Pull out every line in the entries below that contains the word "locate".

>> begin Data records

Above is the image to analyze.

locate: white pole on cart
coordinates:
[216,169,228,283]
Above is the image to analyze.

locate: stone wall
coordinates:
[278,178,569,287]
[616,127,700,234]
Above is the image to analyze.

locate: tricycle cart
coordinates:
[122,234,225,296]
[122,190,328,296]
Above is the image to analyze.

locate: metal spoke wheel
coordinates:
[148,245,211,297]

>> end Data records
>> begin Data records

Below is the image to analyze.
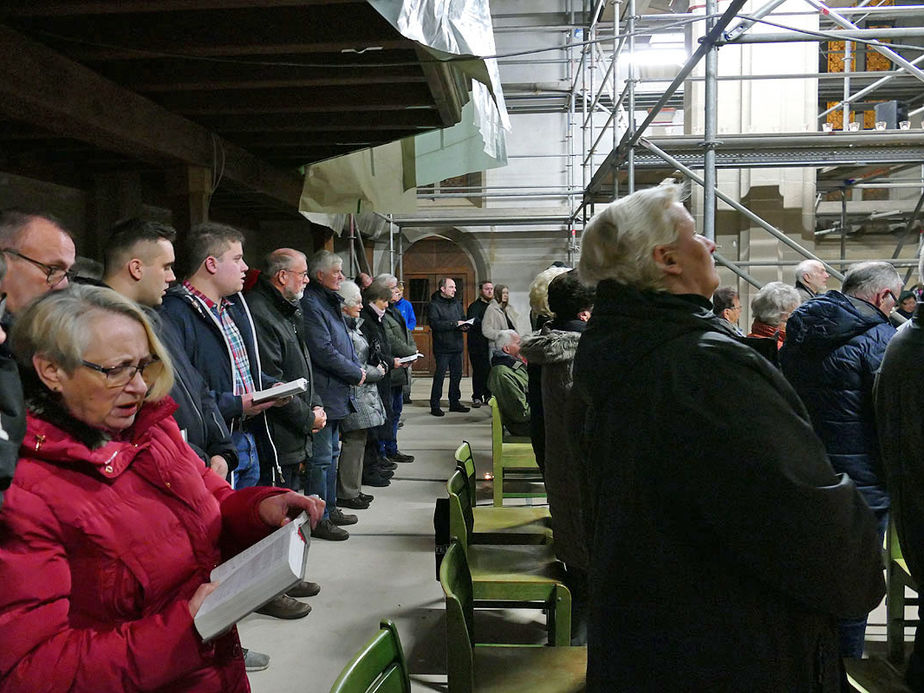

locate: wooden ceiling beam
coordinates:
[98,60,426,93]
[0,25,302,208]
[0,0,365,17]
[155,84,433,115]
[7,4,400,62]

>> end Data records
>> begin Data records

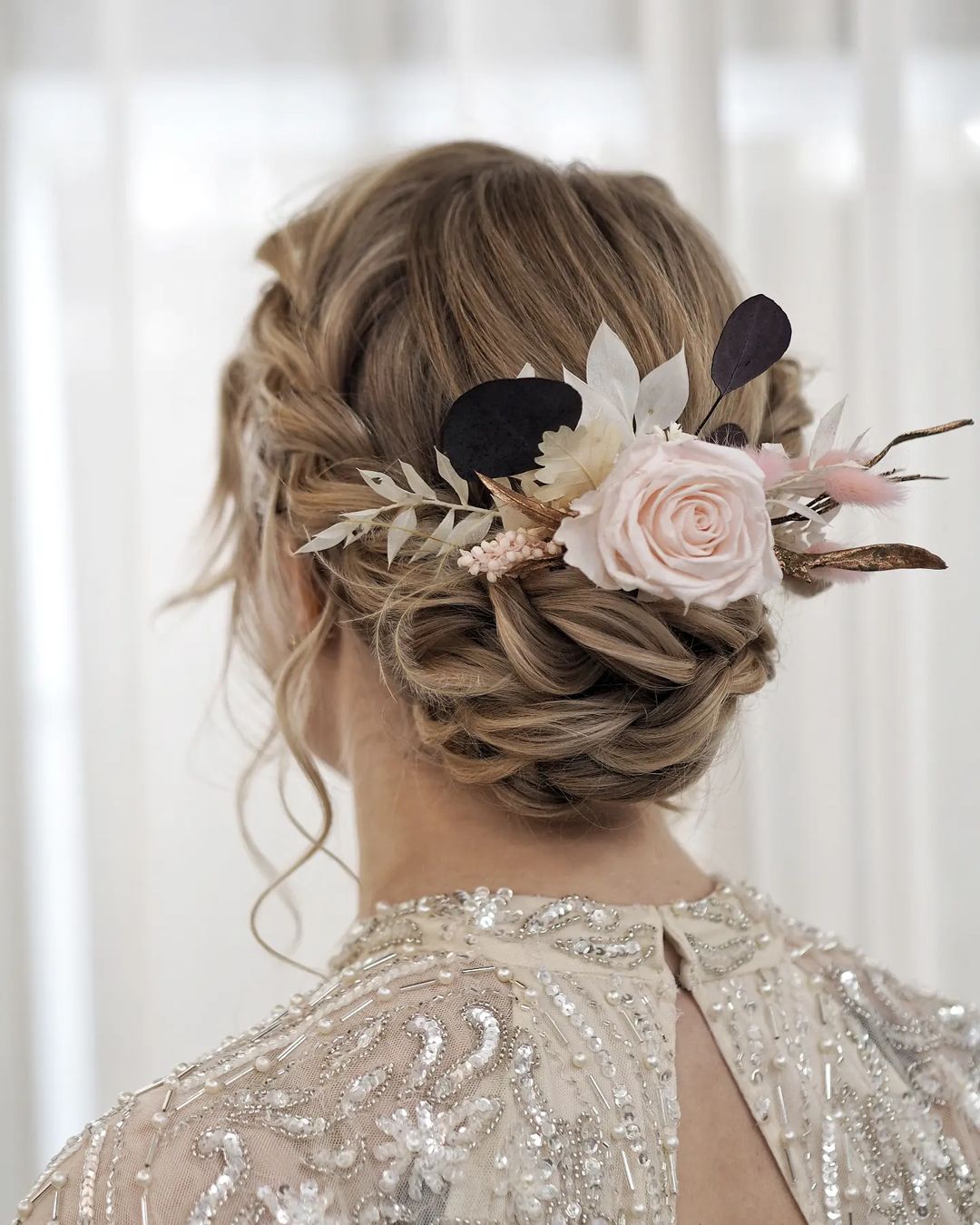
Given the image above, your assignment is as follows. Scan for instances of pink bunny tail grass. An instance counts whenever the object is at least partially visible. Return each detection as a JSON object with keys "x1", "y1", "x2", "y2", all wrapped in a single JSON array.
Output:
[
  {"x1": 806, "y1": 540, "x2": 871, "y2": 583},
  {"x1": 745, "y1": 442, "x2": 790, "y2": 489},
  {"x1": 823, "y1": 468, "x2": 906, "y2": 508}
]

>> end Data records

▶ [The answer]:
locate: white pole on cart
locate: stone wall
locate: tricycle cart
locate: metal spoke wheel
locate: wooden ceiling beam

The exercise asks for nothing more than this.